# start of Article
Admittedly, today’s practice was not a whiz-bang success. I had eaten a pretty decent bit of breakfast, because I get hungry in the morning. And we did some really intense warm-ups. And I got fairly nauseous. I’m not at all deterred though. I’m so excited to play.
Later, I went to watch a rugby game to pick up the basic rules. I met some of the players and had quite a fantastic time. I absolutely cannot wait to get out there and tackle people. You will be hearing updates.

Just had to share this with you...

16 February 2010
Today, I was sitting on a wall outside a department building and reading, all peaceful-like. I will say, it was a nice place to sit. A man walking by noticed this, and said, “Hey, I like where you are sitting!” I told him thank you.

Jesus in Twi

15 February 2010
Today I made a wonderful purchase. There is a video store in the market near my hostel that sells delightful pirated films. I was fortunate enough to happen upon one called Jesus in Twi. The front is a Google image collage of Jesus-y pictures. The back has 28 different films that are apparently contained on the DVD. Some are about Jesus. Some are about Samson and Delilah, Noah, Abraham, etc. Some are about Viroin Mary, I suppose the lesser-known twin sister of Jesus’ mother. Three are about Thomas Jefferson. And three are about Claire Bloom. Because what is a Jesus movie without Thomas Jefferson and Claire Bloom, that’s what I’d like to know. I know that you are all waiting eagerly in anticipation to see this movie, and I will be happy to share it when I get back.

Any day dedicated to chocolate is okay by me.

14 February 2010
Today is Valentine’s Day! Better known by some in Ghana as National Chocolate Day! I like that. I celebrated by going out with Elsa, Julia, and Kelly and getting a pedicure for about $4. My feet have never looked so white to me. It was an amusing/ slightly embarrassing experience. The pumice stone tickled something ridiculous and I couldn’t help but laugh a lot and it was very difficult to stay still. The women working there thought this was really funny. I asked if Ghanaians thought it tickled ever, and laughed and said no. I don’t know how this is true. Having people rub things on your feet is a terribly tickly experience.
Beauty and the Beast ended tonight! Yay, I have a life again!
# end of Article
# start of Stored data
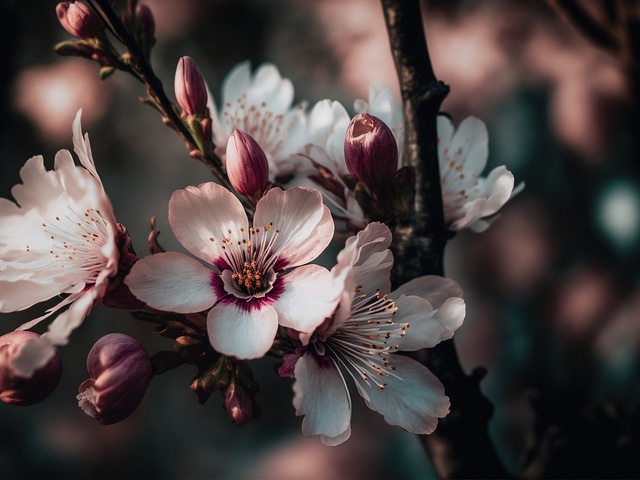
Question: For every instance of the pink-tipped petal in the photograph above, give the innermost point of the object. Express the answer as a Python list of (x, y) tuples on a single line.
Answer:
# end of Stored data
Edit the blog text starting at "14 February 2010" and ending at "a life again!", changing "pumice stone" to "foot scrubber".

14 February 2010
Today is Valentine’s Day! Better known by some in Ghana as National Chocolate Day! I like that. I celebrated by going out with Elsa, Julia, and Kelly and getting a pedicure for about $4. My feet have never looked so white to me. It was an amusing/ slightly embarrassing experience. The foot scrubber tickled something ridiculous and I couldn’t help but laugh a lot and it was very difficult to stay still. The women working there thought this was really funny. I asked if Ghanaians thought it tickled ever, and laughed and said no. I don’t know how this is true. Having people rub things on your feet is a terribly tickly experience.
Beauty and the Beast ended tonight! Yay, I have a life again!